» Material for this task
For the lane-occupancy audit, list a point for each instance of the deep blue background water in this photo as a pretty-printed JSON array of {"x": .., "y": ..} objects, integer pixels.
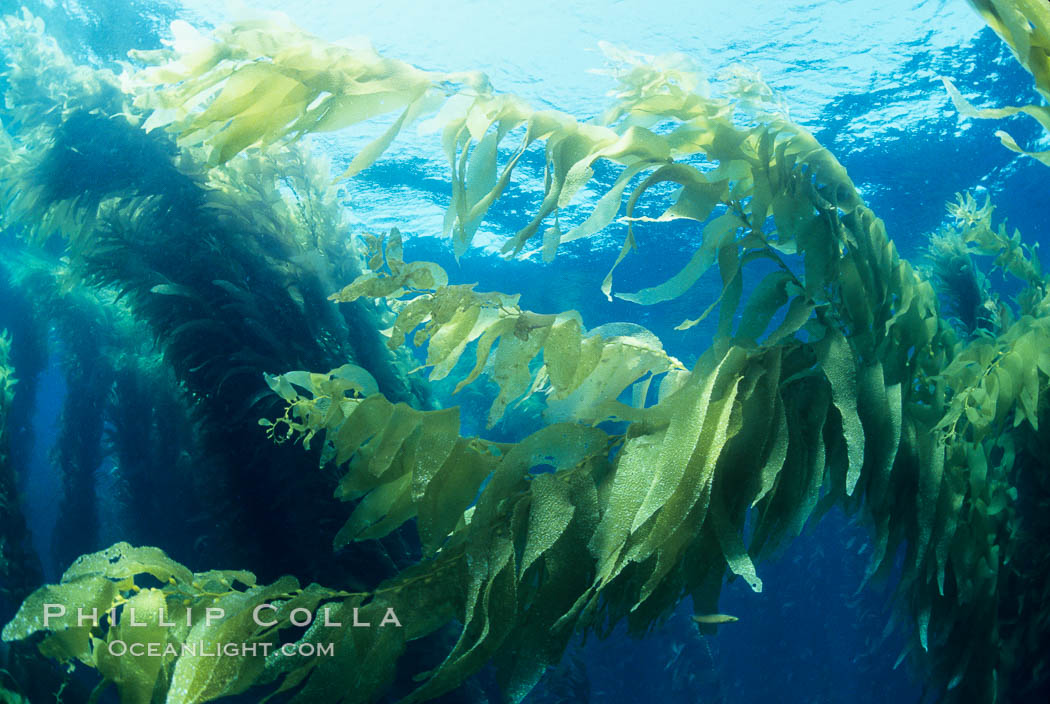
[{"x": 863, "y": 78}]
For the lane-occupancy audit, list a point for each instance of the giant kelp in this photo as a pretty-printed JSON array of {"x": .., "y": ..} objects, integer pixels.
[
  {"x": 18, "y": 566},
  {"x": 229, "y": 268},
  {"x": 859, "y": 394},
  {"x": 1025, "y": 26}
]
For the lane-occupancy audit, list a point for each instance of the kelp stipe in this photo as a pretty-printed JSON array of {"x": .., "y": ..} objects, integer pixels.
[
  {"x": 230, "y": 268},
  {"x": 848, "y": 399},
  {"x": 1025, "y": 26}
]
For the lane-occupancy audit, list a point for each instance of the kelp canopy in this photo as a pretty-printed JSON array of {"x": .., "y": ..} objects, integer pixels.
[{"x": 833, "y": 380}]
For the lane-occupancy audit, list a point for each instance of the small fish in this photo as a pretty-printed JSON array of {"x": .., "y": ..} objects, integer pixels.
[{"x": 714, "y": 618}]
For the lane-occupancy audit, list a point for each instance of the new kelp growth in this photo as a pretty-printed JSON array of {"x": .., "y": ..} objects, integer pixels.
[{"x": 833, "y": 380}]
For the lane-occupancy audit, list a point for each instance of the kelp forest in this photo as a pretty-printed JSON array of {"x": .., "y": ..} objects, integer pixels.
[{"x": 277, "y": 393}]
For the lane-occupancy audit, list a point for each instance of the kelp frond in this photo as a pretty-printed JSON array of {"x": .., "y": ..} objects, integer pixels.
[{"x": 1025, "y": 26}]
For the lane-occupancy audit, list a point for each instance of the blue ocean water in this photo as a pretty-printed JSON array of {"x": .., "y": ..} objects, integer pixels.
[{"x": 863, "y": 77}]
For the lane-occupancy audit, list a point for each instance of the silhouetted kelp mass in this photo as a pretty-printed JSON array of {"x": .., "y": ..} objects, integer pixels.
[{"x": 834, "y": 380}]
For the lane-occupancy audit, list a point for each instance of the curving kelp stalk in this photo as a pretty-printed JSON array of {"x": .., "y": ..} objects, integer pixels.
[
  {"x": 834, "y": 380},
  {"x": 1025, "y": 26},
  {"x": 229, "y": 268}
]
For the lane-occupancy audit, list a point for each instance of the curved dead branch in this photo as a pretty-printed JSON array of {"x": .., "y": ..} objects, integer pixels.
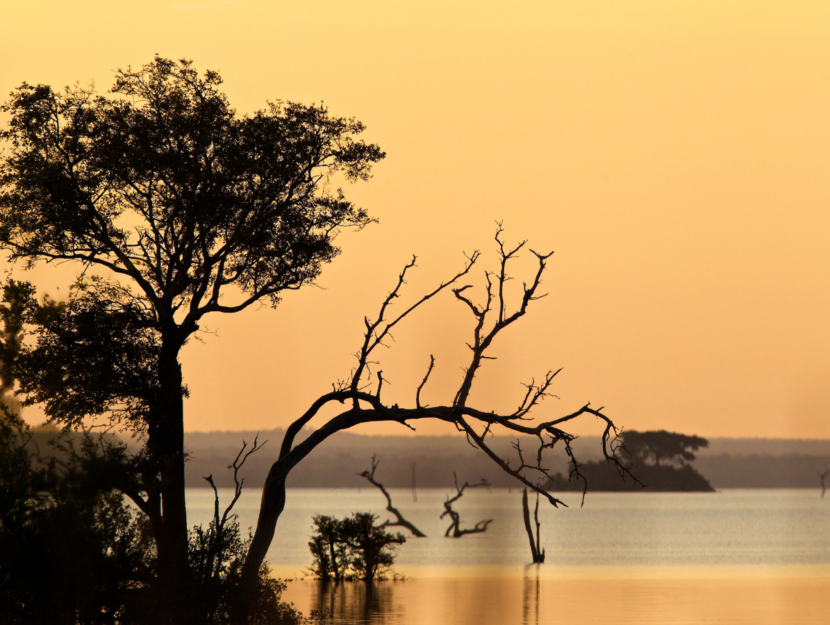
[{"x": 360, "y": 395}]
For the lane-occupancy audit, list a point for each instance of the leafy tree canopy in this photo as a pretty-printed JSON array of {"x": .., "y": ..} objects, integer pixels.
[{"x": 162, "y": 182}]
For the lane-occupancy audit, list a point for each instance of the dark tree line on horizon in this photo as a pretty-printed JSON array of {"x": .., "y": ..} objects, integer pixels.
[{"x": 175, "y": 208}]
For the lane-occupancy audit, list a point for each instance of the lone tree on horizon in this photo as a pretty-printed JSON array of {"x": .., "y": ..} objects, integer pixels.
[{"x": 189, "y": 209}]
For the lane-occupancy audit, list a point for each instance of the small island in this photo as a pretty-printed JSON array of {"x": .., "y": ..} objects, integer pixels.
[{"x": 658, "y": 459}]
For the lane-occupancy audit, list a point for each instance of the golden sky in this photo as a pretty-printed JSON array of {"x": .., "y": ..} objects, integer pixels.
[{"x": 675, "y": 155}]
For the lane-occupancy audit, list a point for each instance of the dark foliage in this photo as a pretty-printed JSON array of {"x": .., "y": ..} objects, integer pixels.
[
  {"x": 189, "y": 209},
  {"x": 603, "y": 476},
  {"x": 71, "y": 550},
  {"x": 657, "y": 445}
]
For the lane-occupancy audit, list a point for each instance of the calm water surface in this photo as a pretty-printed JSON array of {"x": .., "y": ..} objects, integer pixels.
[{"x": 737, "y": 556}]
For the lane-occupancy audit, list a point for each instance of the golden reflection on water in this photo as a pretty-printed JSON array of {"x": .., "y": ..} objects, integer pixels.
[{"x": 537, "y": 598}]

» Exercise instructions
Each entry above must be set down word for word; none of its pictures belong in the copy.

» Exercise result
For the lane-occupancy audit, list a point for each instance of the deep blue background water in this photo as a pretty-printed JSON array of {"x": .., "y": ..} objects, integer pixels.
[{"x": 863, "y": 78}]
For the lane-occupancy audit, list a point for each instance of the giant kelp in this photo as a pretty-printed JSON array of {"x": .., "y": ..} objects, integer pixels.
[
  {"x": 18, "y": 566},
  {"x": 229, "y": 268},
  {"x": 859, "y": 394},
  {"x": 1025, "y": 26}
]
For the lane-occupancy audit, list a point for each instance of the kelp stipe in this photo as a pretty-printed JSON array of {"x": .., "y": ..} objects, integer pixels.
[
  {"x": 230, "y": 268},
  {"x": 848, "y": 399},
  {"x": 1025, "y": 26}
]
For the lane-occupancy audit, list a point for each instance of the kelp canopy in this photo as a pretty-printed JSON array of {"x": .., "y": ..} objects, integer pixels.
[{"x": 833, "y": 380}]
For the lane-occupancy audit, list a point for each instance of the small fish in this photo as a pretty-printed JSON array of {"x": .., "y": ..} objects, integer pixels.
[{"x": 714, "y": 618}]
For the lane-occupancy audit, list a point for each instance of the new kelp growth in this photo as a pretty-printed JSON array of {"x": .., "y": ..} objects, integer pixels.
[{"x": 833, "y": 380}]
For the lane-occupancy audit, list a point for each instance of the kelp forest in this photo as a pretty-printed JSON array of {"x": .., "y": ..} objects, integer pixels.
[{"x": 277, "y": 393}]
For the lane-occupancy audit, list a point for each instance of the kelp frond in this photo as a pretty-printed JSON array of {"x": .., "y": ..} objects, integer pixels.
[{"x": 1025, "y": 26}]
For the lane-occupancy audit, list a point for each instance of the blue ocean water in this photo as a pretty-printed JSON array of {"x": .., "y": ..} objects, integer pixels.
[{"x": 863, "y": 77}]
For the lane-occupancy audit, list a point for each instance of the silhouetted kelp mass in this photo as a pretty-printed JSON array of {"x": .., "y": ..} objects, integer pixels.
[{"x": 834, "y": 380}]
For the lane-occupancy audit, list a point for each instance of the curving kelp stalk in this photo as a pretty-printed JSON array of {"x": .., "y": ..} objects, integer pixels.
[
  {"x": 834, "y": 380},
  {"x": 1025, "y": 26},
  {"x": 229, "y": 268}
]
For the lane-occupancy audit, list a point for each instance of the curved dead branch in this photo as a pretty-printed JSON array of {"x": .., "y": ..} objects, integer pixels.
[{"x": 360, "y": 395}]
For the lane-occupancy audit, list a point for each instance of the leafy tree canopy in this photo as a pretty-printed JSON array of {"x": .., "y": ..} objects, integer pixels.
[{"x": 162, "y": 182}]
For the lane-occupancy audit, list a point for each instance of the dark tree line on horizon in this photo as a pretty-printed JSON array of {"x": .., "y": ..} objects, integer pixels.
[{"x": 175, "y": 208}]
For the lane-occupancy audit, list a point for each instance of the lone tree on horizon in this photo as a pretty-printed JSON array of {"x": .., "y": ..} objects, integer pixels.
[{"x": 189, "y": 209}]
For the lane-occupancy audit, list a point for each instance of the small island in this photo as a pretty-printed JSON array of {"x": .., "y": ..} objects, integer pixels.
[{"x": 658, "y": 459}]
For the lane-occupancy audit, list a point for each instance of the golden sky in this photo as a pretty-printed JSON array of {"x": .., "y": ..} objects, integer pixels.
[{"x": 675, "y": 155}]
For the lane-occupancy audit, list a point for each instance of the dark foliage in this photo as a pretty-printed JSON array of {"x": .., "y": ..} objects, integer pixels.
[
  {"x": 189, "y": 209},
  {"x": 603, "y": 476},
  {"x": 71, "y": 550},
  {"x": 657, "y": 445}
]
For the lane-occupancy audit, list a point for each instance of the calm water surface in this photo as a pretty-printed JSON array of {"x": .., "y": ..} objects, integer pixels.
[{"x": 737, "y": 556}]
For the lane-occupancy audit, list a point for each instance of the golden reflection on water in this photo as a pretty-printed JSON array of {"x": .., "y": ..} objects, integer pixels.
[{"x": 537, "y": 598}]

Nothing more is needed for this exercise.